**To do**
All that should appear is the run of lines from the one containing "Target: crowd in stands" through the end of the records, each repeated exactly.

**Records**
=== Section Start ===

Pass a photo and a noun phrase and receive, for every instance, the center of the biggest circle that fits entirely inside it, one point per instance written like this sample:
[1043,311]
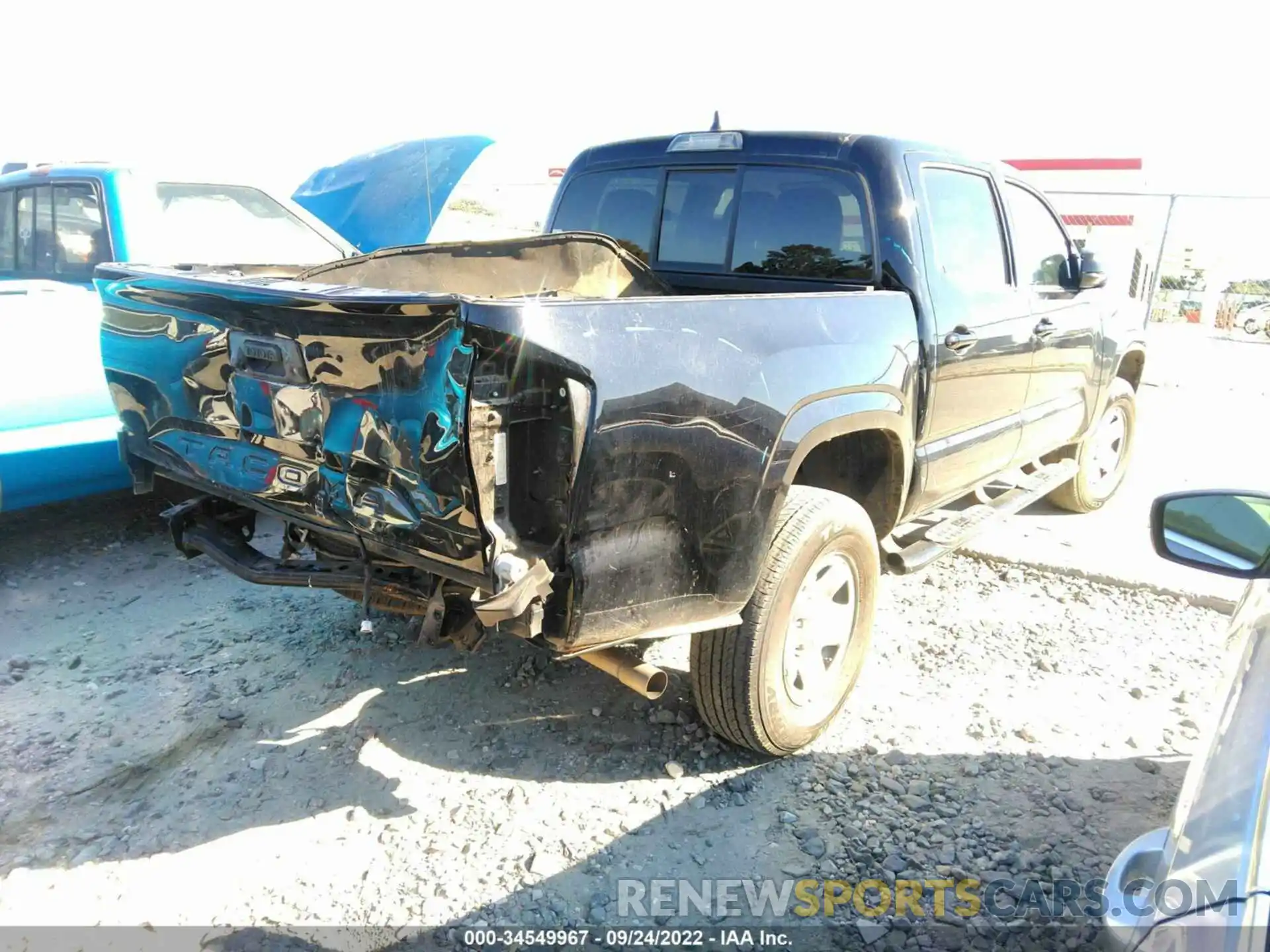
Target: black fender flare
[818,420]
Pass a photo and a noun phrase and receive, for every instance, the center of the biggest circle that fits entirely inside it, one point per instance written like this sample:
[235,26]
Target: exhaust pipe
[644,680]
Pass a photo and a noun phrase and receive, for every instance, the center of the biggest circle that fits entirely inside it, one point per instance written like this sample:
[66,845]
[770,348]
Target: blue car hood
[392,196]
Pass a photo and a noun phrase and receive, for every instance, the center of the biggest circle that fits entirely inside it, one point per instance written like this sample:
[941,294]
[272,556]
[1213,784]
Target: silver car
[1203,883]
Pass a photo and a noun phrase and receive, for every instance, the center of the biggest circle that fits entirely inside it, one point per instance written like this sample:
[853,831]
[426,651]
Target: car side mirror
[1091,272]
[1218,531]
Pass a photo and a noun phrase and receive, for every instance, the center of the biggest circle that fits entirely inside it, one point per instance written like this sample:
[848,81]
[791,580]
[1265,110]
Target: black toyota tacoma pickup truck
[740,374]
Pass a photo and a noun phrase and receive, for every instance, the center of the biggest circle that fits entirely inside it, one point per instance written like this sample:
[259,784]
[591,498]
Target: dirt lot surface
[182,748]
[1199,408]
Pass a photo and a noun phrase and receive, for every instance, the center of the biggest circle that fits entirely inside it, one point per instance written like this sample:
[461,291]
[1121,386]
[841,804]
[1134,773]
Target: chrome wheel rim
[1108,448]
[822,621]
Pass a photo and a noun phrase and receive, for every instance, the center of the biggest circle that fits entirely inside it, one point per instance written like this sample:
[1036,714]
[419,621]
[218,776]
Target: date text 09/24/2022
[629,937]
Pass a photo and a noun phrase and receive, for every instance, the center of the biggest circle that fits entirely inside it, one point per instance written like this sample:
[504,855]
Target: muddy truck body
[738,375]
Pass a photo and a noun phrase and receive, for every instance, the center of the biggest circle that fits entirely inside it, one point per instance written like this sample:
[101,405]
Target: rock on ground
[165,724]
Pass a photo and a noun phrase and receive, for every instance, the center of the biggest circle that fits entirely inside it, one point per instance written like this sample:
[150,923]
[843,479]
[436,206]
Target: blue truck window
[8,231]
[79,229]
[621,205]
[697,218]
[802,223]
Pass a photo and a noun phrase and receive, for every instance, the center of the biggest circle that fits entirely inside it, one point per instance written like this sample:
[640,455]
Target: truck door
[984,348]
[1064,385]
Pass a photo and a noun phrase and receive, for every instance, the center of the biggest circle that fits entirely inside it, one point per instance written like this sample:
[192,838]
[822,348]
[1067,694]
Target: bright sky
[286,88]
[273,89]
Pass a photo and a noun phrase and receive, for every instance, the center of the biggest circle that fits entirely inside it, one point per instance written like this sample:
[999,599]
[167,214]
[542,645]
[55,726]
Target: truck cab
[58,222]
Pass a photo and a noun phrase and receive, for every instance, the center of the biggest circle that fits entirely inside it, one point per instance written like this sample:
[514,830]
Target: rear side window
[8,230]
[697,218]
[621,205]
[778,221]
[800,223]
[966,230]
[79,230]
[52,230]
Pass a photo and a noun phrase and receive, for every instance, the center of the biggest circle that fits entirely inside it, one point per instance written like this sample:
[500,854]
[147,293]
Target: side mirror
[1222,532]
[1091,272]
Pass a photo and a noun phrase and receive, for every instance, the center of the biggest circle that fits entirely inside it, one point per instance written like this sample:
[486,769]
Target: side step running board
[958,530]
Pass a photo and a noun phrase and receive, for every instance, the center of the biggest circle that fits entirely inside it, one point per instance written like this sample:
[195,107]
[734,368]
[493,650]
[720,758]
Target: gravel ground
[182,748]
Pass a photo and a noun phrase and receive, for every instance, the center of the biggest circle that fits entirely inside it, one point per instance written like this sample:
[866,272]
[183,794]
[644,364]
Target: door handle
[960,339]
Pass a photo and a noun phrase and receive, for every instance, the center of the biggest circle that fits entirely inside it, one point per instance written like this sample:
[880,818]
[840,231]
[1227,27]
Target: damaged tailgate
[347,397]
[338,407]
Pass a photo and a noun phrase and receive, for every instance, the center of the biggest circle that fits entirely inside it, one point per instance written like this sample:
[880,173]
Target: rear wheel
[1103,456]
[775,682]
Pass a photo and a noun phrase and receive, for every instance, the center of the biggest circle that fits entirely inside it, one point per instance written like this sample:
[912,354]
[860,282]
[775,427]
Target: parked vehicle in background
[58,422]
[1256,320]
[779,352]
[1210,866]
[459,188]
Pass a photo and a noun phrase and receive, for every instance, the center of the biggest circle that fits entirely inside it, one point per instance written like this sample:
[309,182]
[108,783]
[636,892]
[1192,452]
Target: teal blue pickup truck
[58,222]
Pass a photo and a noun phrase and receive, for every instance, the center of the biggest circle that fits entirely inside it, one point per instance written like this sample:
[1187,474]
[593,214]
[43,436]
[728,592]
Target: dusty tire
[1096,480]
[748,681]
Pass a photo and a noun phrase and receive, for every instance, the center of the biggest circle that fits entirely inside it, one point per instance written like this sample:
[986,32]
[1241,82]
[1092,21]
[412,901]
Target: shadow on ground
[987,818]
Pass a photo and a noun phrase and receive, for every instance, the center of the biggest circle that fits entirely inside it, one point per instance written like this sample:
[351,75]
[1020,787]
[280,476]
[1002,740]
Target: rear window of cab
[778,221]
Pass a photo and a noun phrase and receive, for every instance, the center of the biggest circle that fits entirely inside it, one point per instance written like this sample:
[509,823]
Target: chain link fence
[1188,258]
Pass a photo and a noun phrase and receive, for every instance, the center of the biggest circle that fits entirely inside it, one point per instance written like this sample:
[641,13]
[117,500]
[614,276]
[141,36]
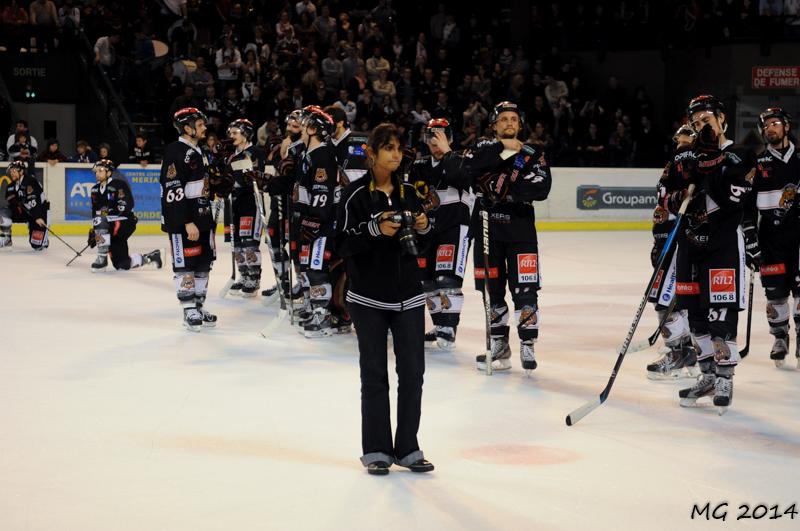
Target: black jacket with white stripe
[381,275]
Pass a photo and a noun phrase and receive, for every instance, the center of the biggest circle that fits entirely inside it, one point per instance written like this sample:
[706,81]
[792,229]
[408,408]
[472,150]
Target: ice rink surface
[114,417]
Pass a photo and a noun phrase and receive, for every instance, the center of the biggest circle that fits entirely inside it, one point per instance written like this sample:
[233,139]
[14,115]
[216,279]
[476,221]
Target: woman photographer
[379,220]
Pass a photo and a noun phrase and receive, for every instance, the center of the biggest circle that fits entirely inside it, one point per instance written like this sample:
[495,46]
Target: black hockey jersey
[445,190]
[720,199]
[113,199]
[184,189]
[351,154]
[673,178]
[251,158]
[775,189]
[513,219]
[318,191]
[26,199]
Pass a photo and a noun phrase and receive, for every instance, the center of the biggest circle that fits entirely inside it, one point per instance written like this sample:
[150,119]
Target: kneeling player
[680,353]
[25,203]
[114,222]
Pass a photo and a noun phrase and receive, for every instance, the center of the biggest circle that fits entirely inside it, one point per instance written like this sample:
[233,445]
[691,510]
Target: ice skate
[192,319]
[501,355]
[527,356]
[319,325]
[153,257]
[100,264]
[703,387]
[780,348]
[723,393]
[445,337]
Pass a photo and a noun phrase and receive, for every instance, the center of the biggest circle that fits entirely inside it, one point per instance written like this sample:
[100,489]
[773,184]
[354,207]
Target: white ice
[113,417]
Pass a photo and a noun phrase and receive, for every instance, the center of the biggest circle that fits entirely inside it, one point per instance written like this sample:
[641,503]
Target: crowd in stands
[380,61]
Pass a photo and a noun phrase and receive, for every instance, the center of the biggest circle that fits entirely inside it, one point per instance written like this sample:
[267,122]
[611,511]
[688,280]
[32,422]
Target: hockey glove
[751,247]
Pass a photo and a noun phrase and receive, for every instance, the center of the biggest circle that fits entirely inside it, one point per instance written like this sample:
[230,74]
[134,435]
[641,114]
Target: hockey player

=== Section End ===

**Output below**
Target: crowd in stands
[380,61]
Pass a photo and a noun phrase and receive, for every instance, the center of the biggest circle that fits entirely inside it, one point per instance written like this sample:
[267,122]
[611,511]
[688,280]
[32,422]
Target: hockey glove
[751,247]
Pass a photo and a noun phrase and receive, for every instance, the center of the biggest circle that fits entirely inside it, one point per instance written like this sample:
[230,74]
[134,435]
[641,114]
Target: hockey player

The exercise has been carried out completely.